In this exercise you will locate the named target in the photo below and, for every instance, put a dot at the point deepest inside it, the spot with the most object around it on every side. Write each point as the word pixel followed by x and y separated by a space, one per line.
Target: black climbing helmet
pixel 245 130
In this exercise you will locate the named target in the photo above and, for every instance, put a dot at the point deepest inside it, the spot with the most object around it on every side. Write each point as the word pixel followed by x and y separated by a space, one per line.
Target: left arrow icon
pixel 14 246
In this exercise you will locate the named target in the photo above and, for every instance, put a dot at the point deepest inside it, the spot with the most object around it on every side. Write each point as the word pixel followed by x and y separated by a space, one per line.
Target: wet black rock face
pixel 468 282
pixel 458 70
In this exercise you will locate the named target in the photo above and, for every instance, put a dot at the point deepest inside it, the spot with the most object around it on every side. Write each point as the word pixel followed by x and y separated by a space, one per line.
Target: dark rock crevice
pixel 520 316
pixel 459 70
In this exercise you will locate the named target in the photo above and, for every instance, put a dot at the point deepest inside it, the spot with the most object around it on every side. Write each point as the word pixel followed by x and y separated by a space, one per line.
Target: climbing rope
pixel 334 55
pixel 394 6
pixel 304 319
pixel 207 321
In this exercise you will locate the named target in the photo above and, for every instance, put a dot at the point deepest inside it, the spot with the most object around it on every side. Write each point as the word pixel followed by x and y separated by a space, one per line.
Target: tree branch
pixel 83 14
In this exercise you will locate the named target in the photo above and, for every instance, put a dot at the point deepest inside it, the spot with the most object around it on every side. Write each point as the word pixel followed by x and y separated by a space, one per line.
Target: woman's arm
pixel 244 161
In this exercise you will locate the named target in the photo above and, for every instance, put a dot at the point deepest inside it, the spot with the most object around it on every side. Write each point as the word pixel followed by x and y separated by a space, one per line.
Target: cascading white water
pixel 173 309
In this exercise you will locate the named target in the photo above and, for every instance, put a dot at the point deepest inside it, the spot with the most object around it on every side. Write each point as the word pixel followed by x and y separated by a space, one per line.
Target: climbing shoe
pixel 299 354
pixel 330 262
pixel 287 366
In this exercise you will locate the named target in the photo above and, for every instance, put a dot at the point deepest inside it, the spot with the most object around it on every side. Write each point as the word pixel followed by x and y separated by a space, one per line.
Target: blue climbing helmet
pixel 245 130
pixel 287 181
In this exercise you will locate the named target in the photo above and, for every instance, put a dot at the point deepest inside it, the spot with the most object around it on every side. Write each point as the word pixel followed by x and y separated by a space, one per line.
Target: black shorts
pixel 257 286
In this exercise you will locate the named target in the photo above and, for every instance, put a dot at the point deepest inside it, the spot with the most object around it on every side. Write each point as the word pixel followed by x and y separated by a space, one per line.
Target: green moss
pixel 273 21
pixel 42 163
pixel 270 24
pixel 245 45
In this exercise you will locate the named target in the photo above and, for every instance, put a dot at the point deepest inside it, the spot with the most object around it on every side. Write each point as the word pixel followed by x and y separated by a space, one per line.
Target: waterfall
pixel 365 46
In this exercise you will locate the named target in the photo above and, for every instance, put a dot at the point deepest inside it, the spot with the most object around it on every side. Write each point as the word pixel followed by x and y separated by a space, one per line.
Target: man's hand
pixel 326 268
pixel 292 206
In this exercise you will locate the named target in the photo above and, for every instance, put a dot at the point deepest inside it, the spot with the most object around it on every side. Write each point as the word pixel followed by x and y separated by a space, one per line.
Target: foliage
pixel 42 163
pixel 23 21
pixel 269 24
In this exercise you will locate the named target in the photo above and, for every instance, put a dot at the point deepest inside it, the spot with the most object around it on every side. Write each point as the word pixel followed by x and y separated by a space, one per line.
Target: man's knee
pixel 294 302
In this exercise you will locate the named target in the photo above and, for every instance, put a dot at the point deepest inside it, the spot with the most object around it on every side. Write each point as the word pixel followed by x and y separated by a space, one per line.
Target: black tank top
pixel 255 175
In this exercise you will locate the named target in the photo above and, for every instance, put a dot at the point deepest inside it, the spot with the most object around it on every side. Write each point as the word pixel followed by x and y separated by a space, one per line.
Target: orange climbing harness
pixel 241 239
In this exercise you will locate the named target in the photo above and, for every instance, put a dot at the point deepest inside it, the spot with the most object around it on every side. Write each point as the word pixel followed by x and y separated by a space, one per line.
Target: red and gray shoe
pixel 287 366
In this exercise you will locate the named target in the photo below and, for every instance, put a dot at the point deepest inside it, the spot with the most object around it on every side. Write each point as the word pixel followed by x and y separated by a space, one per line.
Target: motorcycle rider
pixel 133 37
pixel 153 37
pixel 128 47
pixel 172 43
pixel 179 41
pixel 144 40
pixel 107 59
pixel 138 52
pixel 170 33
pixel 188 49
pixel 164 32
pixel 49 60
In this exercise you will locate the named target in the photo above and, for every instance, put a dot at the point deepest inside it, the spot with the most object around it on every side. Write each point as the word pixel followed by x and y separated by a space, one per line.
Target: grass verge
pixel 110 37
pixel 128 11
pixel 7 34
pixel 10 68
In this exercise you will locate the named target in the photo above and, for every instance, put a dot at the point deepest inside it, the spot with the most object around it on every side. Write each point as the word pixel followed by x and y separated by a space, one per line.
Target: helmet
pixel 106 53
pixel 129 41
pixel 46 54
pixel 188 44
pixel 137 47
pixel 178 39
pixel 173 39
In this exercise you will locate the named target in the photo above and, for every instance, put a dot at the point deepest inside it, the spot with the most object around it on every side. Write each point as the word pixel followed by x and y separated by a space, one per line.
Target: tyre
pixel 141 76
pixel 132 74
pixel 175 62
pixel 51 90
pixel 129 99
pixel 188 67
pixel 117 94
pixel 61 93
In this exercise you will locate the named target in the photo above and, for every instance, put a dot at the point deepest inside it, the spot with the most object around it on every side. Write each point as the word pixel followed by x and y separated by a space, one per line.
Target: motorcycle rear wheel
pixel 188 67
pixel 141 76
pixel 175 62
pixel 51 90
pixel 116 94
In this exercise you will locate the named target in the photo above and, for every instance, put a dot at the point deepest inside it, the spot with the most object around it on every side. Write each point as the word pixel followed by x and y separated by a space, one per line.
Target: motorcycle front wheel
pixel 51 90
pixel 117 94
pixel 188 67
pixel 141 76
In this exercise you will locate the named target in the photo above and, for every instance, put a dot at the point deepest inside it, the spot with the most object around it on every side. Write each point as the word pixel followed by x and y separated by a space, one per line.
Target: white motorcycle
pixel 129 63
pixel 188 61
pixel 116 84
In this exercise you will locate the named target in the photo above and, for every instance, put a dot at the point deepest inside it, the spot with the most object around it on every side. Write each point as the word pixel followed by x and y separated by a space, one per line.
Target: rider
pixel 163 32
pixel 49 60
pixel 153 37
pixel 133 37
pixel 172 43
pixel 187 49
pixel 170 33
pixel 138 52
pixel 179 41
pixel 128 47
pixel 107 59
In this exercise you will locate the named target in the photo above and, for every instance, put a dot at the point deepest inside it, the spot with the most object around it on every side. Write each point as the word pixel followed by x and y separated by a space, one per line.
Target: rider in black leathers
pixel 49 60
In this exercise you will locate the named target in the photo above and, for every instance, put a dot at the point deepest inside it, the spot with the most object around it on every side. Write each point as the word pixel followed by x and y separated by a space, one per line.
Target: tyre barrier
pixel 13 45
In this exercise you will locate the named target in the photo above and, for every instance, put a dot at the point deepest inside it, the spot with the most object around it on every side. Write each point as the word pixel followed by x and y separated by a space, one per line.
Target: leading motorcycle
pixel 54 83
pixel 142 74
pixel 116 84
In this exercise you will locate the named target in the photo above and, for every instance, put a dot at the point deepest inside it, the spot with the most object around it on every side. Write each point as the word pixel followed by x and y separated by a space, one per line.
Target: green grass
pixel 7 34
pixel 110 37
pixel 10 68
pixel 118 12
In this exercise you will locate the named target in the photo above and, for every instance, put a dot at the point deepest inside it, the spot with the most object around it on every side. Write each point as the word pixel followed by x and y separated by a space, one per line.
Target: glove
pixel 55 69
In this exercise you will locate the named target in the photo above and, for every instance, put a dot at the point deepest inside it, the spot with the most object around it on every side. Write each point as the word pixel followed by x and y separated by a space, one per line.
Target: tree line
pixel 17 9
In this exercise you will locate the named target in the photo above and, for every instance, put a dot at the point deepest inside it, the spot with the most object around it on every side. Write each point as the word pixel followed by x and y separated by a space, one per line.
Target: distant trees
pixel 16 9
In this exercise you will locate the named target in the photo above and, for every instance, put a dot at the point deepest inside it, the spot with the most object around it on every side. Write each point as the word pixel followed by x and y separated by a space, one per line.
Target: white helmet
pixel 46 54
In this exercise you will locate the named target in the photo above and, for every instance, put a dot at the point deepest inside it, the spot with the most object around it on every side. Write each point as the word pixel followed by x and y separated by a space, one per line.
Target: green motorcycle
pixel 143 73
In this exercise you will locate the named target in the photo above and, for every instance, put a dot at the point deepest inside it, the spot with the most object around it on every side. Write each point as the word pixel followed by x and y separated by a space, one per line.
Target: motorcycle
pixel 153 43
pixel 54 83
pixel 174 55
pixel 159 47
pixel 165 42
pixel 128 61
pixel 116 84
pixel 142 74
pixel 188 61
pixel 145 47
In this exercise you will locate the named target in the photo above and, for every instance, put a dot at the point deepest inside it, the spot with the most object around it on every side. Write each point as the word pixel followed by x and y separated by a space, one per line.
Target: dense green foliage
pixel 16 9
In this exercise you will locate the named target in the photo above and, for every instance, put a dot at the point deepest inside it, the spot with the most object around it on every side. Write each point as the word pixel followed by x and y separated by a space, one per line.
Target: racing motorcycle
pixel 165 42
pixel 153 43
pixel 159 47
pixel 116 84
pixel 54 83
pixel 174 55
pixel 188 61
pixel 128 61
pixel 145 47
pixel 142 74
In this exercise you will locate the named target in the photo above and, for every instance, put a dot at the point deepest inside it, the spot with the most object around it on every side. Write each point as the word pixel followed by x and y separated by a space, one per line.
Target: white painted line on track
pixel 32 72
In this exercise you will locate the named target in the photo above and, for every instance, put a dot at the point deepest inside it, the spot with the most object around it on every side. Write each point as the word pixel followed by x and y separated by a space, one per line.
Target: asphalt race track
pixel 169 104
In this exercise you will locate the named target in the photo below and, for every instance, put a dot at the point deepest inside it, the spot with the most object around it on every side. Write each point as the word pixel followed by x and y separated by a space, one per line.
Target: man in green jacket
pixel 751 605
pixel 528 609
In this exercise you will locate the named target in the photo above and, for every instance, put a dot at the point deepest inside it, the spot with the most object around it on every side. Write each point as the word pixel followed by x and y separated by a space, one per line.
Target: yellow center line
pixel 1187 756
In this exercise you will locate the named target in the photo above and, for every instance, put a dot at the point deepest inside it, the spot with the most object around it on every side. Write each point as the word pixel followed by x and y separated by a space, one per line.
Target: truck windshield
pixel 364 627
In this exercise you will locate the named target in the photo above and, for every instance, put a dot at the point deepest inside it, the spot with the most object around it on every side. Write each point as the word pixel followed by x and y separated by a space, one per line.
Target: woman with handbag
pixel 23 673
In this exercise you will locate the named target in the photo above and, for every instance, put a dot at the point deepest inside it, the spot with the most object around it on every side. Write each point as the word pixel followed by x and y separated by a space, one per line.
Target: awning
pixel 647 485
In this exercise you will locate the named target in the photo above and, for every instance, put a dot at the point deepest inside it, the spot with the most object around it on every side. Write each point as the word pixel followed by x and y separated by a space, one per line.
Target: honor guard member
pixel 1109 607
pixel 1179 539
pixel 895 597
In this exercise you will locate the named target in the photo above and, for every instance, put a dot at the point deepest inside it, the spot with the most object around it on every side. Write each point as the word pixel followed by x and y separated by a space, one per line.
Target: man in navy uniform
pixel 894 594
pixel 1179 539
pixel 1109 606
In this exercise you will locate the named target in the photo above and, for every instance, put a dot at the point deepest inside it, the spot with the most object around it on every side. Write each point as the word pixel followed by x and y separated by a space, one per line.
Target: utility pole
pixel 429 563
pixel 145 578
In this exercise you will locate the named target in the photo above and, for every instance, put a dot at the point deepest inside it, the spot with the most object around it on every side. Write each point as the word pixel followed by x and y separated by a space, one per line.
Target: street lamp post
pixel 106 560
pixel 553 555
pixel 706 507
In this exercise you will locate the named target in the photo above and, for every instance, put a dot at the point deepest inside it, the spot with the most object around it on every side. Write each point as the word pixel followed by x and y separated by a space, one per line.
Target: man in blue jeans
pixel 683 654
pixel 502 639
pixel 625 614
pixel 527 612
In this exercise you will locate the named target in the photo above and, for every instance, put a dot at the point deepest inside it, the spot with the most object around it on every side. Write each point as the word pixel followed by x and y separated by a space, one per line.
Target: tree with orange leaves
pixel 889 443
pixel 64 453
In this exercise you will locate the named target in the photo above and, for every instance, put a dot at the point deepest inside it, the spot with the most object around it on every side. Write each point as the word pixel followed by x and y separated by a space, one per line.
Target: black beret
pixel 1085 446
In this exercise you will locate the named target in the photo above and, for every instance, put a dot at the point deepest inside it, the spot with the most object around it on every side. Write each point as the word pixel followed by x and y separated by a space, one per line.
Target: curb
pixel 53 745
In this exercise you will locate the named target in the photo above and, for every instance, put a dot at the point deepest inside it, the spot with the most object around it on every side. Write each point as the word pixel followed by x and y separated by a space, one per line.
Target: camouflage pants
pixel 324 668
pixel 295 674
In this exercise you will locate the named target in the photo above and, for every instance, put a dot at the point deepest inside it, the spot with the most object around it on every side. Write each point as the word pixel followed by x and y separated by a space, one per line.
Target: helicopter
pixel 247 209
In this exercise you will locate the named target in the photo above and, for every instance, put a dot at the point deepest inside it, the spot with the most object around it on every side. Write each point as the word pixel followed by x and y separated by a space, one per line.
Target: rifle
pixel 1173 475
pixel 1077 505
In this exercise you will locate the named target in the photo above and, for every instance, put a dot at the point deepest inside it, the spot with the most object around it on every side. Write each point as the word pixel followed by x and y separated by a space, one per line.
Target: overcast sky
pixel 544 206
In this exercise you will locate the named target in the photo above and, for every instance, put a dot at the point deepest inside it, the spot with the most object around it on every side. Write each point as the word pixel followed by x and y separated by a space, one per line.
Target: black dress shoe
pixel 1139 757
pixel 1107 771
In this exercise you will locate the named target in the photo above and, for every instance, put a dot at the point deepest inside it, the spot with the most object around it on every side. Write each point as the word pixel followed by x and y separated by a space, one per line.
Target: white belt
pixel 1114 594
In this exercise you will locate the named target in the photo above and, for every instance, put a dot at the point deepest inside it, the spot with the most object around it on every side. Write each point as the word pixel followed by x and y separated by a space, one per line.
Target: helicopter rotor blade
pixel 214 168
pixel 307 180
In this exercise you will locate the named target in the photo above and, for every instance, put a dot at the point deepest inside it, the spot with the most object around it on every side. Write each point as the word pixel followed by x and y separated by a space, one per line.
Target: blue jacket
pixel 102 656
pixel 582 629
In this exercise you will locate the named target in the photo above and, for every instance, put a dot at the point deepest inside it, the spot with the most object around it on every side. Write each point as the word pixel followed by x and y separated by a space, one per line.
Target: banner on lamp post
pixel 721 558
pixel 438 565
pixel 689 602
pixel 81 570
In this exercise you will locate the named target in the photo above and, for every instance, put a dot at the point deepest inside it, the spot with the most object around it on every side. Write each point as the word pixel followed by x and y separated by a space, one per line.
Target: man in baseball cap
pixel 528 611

━━━━━━━━━━━━━━━━━━━━━━━━━━━━━━

**GOAL OF THE EXERCISE**.
Your answer must be an exact transcription of the lines from the one containing "Target: overcast sky" through the last line of the records above, and nothing else.

**ANSWER TO THIS EXERCISE**.
Target: overcast sky
pixel 544 206
In this exercise you will locate the named target in the photo above and, for every instance, put a dot at the point deepest inside it, the spot with the most object around it on every side. Write each point as the word pixel followed by x and y separated by a space, one per line.
Target: black dress shoe
pixel 1139 757
pixel 1107 771
In this exercise you will locate the named target in the photo above and, for every instance, put a dot at the point deepest inside it, the spot with the most object around it on every side. Write each point as the word pixel followed by x and y separated by a space, one per line.
Target: white belt
pixel 1114 594
In this exercise you will locate the named target in the photo above and, for every instance, put a dot at the point deepest inside it, the spot with the most object around it on every side. Write each point as the word pixel followed by x and y separated by a space, one per line.
Target: helicopter rotor blade
pixel 214 168
pixel 307 180
In this exercise you will locate the named target in the photo above and, for every instance, put a dot at the point deepest inside it, the spot with the most object around it on every side. Write each point as the word pixel followed by x and y separated by a space, one per line.
Target: blue jacket
pixel 102 656
pixel 582 629
In this exercise you will locate the named target in the photo above and, for every instance, put a dot at the point deepest inside it, the spot with the most object around it on every side. Write each point as the word pixel followed by x and y separated by a space, one per line.
Target: banner on lamp post
pixel 721 558
pixel 438 565
pixel 689 602
pixel 81 570
In this exercise you will locate the named target in the photo above and, for every instance, put a dot at the point deepest inside it, the spot with the most object around it on every side. Write each point as the word pixel followed by x and y separated by a space, one per line.
Target: man in baseball cap
pixel 528 611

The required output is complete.